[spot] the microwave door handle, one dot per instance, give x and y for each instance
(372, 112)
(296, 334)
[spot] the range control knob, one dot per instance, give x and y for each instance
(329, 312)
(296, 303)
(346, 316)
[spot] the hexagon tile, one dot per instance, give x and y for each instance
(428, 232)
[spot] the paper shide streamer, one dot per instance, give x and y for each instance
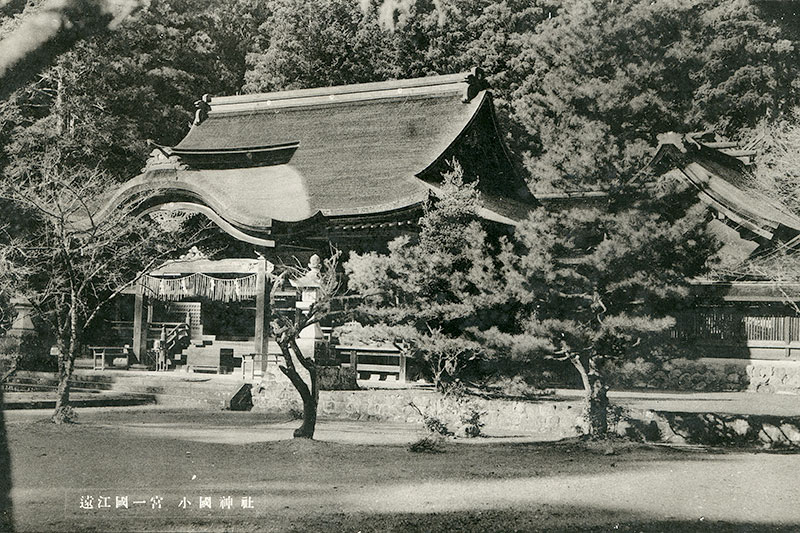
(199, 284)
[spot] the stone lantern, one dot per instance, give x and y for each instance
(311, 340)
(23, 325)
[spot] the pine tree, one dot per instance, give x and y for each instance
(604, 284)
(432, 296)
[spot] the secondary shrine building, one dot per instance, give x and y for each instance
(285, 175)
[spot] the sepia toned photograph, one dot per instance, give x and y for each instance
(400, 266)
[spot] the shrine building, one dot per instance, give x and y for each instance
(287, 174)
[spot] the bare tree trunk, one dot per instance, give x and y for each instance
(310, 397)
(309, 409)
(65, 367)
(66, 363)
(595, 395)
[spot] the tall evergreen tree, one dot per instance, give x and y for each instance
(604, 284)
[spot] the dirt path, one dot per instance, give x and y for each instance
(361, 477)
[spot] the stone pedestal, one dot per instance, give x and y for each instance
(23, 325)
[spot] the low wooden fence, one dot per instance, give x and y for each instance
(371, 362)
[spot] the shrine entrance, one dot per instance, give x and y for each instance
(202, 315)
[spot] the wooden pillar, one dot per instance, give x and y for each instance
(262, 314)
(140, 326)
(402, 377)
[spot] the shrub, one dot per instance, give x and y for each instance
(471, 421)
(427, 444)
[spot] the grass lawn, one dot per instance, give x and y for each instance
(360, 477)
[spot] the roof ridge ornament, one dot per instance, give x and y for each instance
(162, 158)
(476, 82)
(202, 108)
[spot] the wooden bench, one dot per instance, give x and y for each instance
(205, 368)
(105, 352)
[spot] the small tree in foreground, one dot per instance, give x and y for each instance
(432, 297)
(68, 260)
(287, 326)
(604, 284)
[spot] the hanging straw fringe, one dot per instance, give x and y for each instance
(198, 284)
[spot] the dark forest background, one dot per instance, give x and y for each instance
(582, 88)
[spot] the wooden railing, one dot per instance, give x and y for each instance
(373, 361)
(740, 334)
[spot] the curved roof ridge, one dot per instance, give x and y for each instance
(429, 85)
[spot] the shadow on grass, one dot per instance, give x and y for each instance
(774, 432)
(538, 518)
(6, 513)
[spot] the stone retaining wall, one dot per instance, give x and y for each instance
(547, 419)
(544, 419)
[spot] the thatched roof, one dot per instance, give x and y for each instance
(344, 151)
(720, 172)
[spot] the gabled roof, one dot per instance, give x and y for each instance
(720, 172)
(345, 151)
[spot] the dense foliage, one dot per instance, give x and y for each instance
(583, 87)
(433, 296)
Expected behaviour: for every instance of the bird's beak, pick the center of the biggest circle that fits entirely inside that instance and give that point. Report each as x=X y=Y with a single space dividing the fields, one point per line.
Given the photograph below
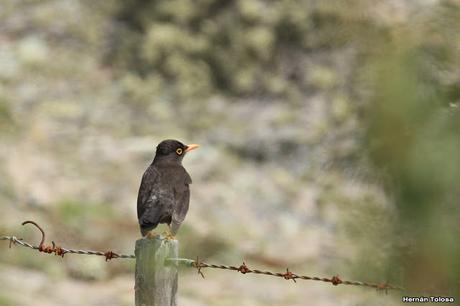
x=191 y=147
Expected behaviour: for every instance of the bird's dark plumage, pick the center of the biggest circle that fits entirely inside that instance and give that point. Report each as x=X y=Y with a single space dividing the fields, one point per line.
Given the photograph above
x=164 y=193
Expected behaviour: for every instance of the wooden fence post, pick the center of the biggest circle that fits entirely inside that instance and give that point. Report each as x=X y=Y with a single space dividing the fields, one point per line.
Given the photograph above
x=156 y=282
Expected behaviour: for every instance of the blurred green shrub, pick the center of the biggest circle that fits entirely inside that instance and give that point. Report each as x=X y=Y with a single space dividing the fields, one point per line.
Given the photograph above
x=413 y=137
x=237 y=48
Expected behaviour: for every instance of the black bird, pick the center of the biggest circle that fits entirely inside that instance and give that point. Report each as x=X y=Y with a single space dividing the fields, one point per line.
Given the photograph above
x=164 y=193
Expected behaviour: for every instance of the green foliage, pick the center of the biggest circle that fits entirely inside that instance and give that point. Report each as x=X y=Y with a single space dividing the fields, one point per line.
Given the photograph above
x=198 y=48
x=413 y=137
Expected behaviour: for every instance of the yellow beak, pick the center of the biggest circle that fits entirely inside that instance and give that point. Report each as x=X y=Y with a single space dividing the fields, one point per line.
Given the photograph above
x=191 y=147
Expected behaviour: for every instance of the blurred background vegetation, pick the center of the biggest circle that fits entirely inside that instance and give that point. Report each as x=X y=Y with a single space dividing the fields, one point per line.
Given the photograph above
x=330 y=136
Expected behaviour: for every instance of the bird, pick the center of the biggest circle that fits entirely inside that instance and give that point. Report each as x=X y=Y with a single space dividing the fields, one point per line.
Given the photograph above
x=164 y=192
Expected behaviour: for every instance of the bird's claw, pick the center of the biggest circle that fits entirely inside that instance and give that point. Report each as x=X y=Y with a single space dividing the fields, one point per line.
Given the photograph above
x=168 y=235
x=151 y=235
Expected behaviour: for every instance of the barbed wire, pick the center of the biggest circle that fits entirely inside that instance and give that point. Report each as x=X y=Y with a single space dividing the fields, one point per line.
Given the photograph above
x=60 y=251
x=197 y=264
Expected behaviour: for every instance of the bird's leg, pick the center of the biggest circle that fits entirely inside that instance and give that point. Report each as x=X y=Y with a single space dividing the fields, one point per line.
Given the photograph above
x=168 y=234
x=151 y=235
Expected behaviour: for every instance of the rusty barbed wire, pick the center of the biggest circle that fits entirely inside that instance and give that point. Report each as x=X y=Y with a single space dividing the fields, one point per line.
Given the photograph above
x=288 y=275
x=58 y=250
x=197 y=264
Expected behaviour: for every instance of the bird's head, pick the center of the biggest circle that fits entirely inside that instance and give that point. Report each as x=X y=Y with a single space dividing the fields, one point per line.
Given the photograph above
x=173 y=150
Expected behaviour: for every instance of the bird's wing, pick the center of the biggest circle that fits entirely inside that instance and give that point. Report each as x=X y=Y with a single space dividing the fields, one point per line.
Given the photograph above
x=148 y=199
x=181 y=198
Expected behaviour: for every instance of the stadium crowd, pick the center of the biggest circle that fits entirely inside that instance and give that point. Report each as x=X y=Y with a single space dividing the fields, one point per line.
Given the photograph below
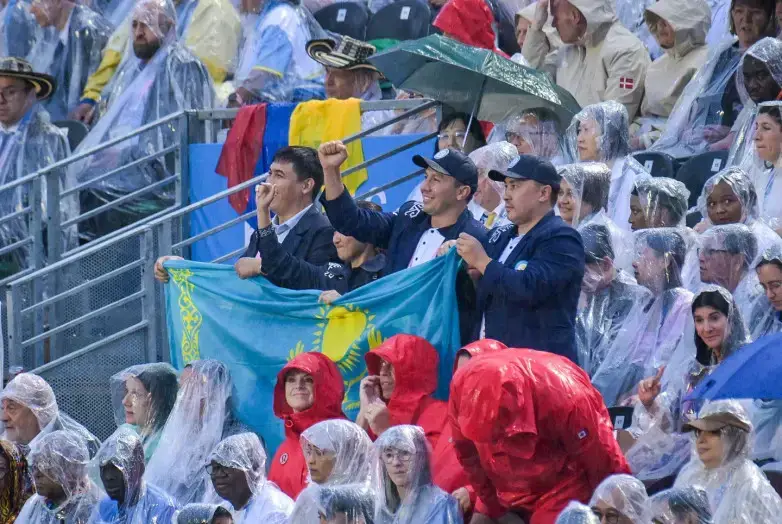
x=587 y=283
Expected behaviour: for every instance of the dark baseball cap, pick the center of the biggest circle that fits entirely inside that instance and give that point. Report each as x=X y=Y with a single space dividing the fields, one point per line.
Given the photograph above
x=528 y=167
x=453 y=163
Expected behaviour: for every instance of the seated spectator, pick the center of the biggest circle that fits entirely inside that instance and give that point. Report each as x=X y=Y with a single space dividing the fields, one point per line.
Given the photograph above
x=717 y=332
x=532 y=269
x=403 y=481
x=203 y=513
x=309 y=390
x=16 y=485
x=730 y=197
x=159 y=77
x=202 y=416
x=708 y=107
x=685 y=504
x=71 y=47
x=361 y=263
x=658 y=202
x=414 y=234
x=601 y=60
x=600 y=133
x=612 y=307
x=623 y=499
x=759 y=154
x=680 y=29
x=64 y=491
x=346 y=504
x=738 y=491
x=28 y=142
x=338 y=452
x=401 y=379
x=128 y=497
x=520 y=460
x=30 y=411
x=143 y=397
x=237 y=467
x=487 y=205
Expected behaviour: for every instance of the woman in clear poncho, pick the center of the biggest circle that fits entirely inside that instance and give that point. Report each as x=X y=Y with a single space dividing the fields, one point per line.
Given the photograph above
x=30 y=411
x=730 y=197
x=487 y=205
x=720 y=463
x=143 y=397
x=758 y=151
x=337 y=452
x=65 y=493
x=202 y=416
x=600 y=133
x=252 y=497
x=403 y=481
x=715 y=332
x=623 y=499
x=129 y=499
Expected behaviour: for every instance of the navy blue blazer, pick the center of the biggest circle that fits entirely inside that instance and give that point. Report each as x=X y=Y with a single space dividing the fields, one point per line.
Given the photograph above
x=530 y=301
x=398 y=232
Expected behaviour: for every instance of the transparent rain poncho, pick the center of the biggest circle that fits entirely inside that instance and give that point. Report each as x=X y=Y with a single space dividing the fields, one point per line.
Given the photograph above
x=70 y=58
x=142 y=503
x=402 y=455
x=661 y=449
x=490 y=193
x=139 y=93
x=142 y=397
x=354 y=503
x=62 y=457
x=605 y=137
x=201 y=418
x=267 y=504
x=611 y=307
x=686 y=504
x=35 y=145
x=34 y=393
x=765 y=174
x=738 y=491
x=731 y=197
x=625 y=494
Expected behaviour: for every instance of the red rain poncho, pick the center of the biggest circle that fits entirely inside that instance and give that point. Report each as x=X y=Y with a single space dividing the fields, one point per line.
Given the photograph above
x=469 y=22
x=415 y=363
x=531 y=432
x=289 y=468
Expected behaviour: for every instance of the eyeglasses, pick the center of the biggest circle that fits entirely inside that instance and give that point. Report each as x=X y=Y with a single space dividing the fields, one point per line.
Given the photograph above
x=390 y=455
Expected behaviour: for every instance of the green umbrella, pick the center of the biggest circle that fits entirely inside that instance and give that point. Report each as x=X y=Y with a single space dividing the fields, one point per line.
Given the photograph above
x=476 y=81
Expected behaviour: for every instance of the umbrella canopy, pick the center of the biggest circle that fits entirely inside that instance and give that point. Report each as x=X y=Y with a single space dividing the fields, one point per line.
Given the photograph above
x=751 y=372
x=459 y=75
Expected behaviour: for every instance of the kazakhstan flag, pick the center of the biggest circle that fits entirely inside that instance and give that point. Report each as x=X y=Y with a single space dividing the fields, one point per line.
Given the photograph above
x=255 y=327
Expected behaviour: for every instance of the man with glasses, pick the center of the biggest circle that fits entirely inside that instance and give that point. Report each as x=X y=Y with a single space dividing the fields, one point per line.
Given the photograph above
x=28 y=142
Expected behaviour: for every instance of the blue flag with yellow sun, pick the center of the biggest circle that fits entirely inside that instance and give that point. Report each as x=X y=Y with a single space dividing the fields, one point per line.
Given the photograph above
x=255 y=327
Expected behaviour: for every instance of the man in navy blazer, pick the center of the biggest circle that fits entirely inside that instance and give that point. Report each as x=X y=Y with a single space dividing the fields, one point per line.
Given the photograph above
########
Requirement: Looking back over the listing, work out how many lines include the string "flag". Write only that number.

Exercise result: 2